SOURCE MATERIAL -
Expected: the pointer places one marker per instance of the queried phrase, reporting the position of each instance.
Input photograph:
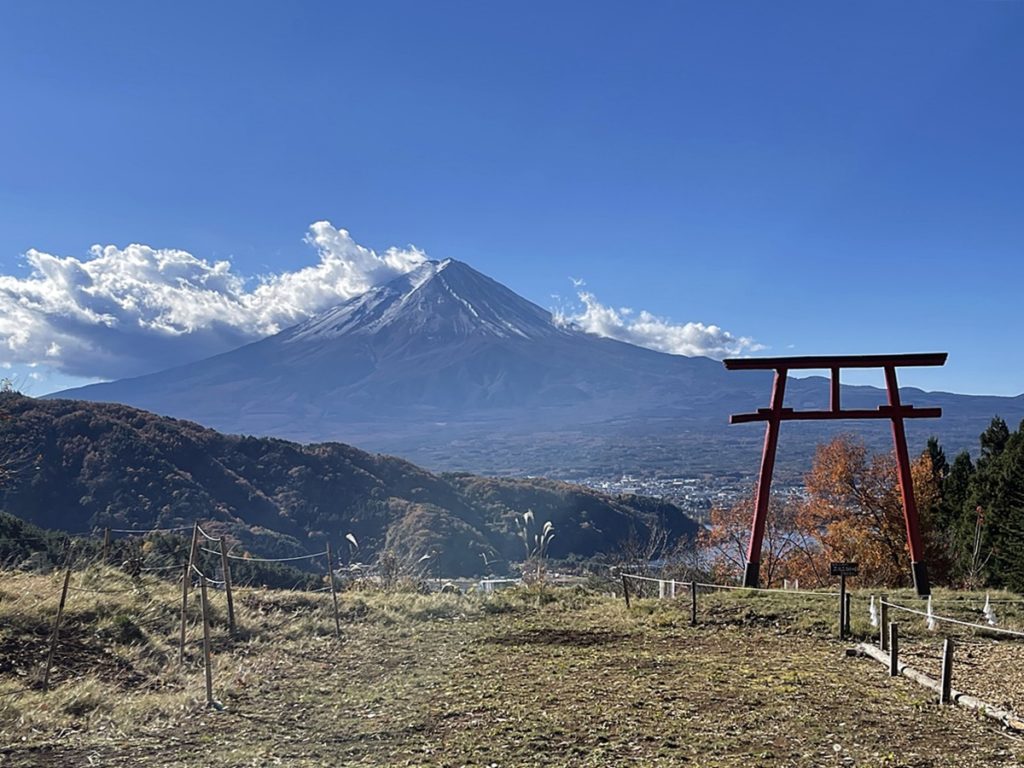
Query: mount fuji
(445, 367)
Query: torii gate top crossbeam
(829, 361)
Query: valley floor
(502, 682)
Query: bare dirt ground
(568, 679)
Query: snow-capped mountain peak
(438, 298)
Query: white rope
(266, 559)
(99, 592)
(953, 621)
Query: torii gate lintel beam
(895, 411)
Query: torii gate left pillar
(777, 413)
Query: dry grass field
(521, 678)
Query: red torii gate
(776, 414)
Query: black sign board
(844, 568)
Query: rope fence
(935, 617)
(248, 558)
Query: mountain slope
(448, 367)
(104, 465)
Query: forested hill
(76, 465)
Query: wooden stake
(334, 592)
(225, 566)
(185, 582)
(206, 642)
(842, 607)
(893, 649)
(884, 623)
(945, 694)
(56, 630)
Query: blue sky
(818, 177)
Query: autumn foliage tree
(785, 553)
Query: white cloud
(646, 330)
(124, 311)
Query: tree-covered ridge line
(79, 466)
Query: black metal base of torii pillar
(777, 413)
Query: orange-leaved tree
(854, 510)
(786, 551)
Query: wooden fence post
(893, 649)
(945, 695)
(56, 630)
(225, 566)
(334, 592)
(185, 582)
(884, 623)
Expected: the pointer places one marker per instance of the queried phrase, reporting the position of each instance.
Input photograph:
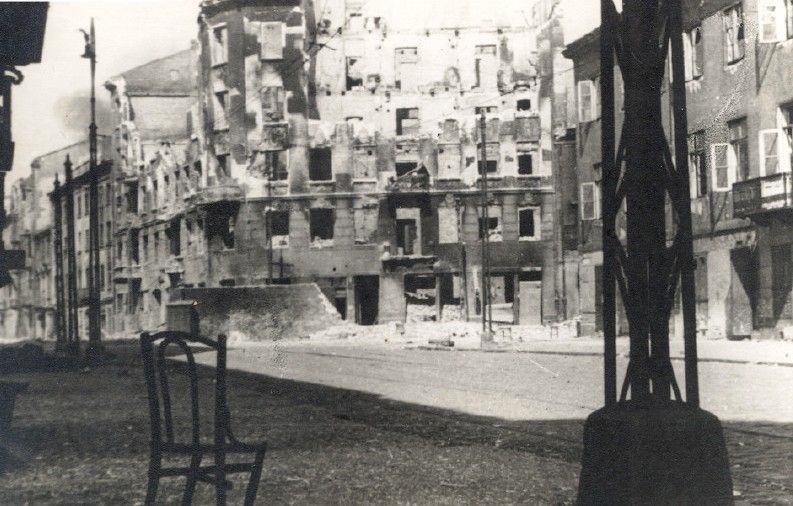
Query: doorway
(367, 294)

AIM OF THE TASK -
Output the line containing "Query: torii gate left pillar" along with every line after it to the end of the material, exactly as written, but without pictures.

EXERCISE RESPONSE -
Query: torii gate left pillar
(777, 413)
Query: dry grass field
(521, 678)
Query: red torii gate
(776, 414)
Query: black sign board
(844, 568)
Query: rope fence
(935, 617)
(248, 558)
Query: mountain slope
(448, 367)
(104, 465)
Query: forested hill
(76, 465)
Query: wooden stake
(334, 592)
(225, 566)
(185, 582)
(206, 642)
(842, 607)
(893, 649)
(884, 623)
(945, 694)
(56, 630)
Query: blue sky
(818, 177)
Query: autumn foliage tree
(785, 553)
Query: white cloud
(646, 330)
(124, 311)
Query: tree-covered ridge line
(79, 466)
Query: black metal base of torii pillar
(777, 413)
Query: orange-leaved tree
(854, 510)
(786, 551)
Query: wooden fence post
(893, 649)
(945, 695)
(56, 630)
(225, 566)
(334, 592)
(185, 582)
(884, 623)
Expected: the pointer places one marker per instance of the queried phrase, reporting the position of each instance.
Input photograph:
Query: doorway
(367, 294)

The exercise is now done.